Instructions for the task ->
Give the records back exactly as written, but without the images.

[Start of section]

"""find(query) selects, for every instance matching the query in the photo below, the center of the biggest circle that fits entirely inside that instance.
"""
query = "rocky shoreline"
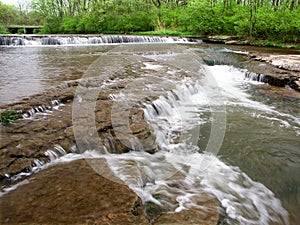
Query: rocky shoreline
(73, 193)
(48, 128)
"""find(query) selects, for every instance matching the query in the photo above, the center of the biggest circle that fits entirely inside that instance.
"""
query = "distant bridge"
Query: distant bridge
(27, 29)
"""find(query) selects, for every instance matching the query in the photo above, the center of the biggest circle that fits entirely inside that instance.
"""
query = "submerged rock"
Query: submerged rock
(72, 193)
(279, 70)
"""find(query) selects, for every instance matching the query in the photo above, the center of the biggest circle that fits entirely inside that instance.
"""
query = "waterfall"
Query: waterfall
(86, 40)
(256, 77)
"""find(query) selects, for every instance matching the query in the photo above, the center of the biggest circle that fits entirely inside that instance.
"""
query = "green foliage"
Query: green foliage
(21, 31)
(254, 19)
(9, 116)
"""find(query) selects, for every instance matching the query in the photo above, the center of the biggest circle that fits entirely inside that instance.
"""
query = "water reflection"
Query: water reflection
(25, 71)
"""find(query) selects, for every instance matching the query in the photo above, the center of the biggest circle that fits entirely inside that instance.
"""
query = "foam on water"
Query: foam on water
(182, 172)
(233, 85)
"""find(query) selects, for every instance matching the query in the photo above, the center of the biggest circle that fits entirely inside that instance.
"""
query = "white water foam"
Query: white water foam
(179, 172)
(85, 40)
(233, 84)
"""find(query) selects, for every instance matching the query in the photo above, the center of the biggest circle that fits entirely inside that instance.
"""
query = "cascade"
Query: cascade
(85, 40)
(256, 77)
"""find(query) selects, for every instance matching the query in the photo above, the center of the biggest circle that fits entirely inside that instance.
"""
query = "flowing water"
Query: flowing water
(236, 139)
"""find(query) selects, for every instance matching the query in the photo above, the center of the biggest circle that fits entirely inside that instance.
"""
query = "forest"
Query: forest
(274, 20)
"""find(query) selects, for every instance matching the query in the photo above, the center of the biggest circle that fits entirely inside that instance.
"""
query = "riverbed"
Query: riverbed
(238, 138)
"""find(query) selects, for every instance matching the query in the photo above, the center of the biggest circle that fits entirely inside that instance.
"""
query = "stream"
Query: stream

[End of section]

Solution for this task ->
"""find(query) selects, for every instance matching the query in the photo below, the center of the biggest circle that fits entirely inside that instance.
"""
query = "rocky shoreline"
Query: rocky shoreline
(73, 193)
(48, 128)
"""find(query) selects, for every instance matching the query in the photo above, the center of the biggest circle that fits entirely inside that instance.
"""
query = "distant bridge"
Query: distant bridge
(27, 29)
"""find(query) selects, for every instance matching the query in the photo above, the center of the biggest circle that fits entirely inside that instance.
"""
query = "submerged rock"
Query: submerged rock
(72, 193)
(279, 70)
"""find(query) selects, for every instance matching the query in the photo above, the center of the biggest circle that fits entirely inside that instance.
"""
query = "waterfall"
Query: waterfall
(86, 40)
(256, 77)
"""find(query) selects, for every instance matching the query in the photo above, the center of the biggest circle that fits entirely inside that instance.
"""
query = "green foliage"
Query: green foliage
(21, 31)
(254, 19)
(9, 116)
"""find(query) selects, for every instance matching the query in the photo above, the center of the biggest circle that fits entirely inside that instance.
"""
query = "water reflection"
Query: water reflection
(25, 71)
"""find(query) selects, for every instance matching the query in the photo above, the center of the biggest circle that fits entirely inside that instance.
"""
query = "foam on water"
Query: foam on water
(182, 172)
(233, 85)
"""find(query) selects, for every instance matching the query in the photo above, the center of the biggest circle that fits entirely inside that instance.
"""
query = "white water foam"
Query: white water foam
(179, 172)
(85, 40)
(233, 84)
"""find(query) selects, for every instance matching the query in the photo above, the center of the biggest circle that fits entirely inside that instance.
"""
query = "cascade"
Query: cascade
(85, 40)
(256, 77)
"""find(query) selects, for every instance matching the query in the photo above, the center of the biggest circle that fits entirely inside that instance.
"""
query = "flowing water"
Query: flowing water
(236, 139)
"""find(query) selects, for every instance matching the query in the photo above, the center of the biggest circle that fits entirely inside that instance.
"""
query = "forest"
Query: forest
(274, 20)
"""find(query) selects, for every instance matching the query in the photo above, the center of the biggest circle that fits entirely inside that instance.
"""
query = "riverbed"
Query: riverbed
(238, 138)
"""find(query) selects, for every instance matching the query in the photo above, the center of the biggest circle that fits entirely inside that instance.
"""
query = "stream"
Query: stream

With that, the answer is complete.